▸ **Object detection data**:
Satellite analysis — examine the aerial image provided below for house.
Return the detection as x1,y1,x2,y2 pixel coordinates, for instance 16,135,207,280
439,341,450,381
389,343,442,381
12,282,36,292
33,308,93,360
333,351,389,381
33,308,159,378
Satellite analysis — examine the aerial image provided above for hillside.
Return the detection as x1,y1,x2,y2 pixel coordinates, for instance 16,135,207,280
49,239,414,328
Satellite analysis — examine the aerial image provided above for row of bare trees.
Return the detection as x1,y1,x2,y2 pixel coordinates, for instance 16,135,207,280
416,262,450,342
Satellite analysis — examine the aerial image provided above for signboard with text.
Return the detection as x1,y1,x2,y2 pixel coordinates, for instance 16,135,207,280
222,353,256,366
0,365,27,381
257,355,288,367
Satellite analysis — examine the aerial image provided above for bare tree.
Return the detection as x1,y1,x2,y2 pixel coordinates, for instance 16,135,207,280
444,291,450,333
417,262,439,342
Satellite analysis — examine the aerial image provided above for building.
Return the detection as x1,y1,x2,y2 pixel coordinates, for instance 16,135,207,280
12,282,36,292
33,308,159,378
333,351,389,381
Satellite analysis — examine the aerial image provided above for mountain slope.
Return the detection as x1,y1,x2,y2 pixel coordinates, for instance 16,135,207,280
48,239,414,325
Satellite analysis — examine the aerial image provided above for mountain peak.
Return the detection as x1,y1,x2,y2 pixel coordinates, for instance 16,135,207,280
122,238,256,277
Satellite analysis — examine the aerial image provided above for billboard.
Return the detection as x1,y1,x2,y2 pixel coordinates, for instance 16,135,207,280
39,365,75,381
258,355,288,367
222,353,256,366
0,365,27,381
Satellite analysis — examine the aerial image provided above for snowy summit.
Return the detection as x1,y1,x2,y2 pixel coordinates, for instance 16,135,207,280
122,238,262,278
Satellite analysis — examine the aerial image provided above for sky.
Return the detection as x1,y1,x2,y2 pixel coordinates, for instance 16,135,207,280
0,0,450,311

▸ **What to do**: Filter the records above, copying each line that contains the word "Satellite". Case counts.

▸ **Exercise solution**:
Satellite analysis — examine the aerial image provided below for house.
Satellite analysis — examine the aerial image provided above for hillside.
Satellite analysis — examine the aerial image provided above for row of bare trees.
Satellite analysis — examine the aerial image provided above for signboard with text.
Satellite analysis — examine the aerial image provided above for bare tree.
Satellite analysis — examine the aerial image provided above for building.
Satellite analysis — examine the aerial image provided above for mountain slope.
Satellite analysis — examine the aerial image provided above for mountain peak.
Satellite analysis — examine the aerial image provided above for billboard.
Satellite analysis — examine the aerial image provided above for snowy summit.
Satellite analysis — examine the aerial image provided above for sky.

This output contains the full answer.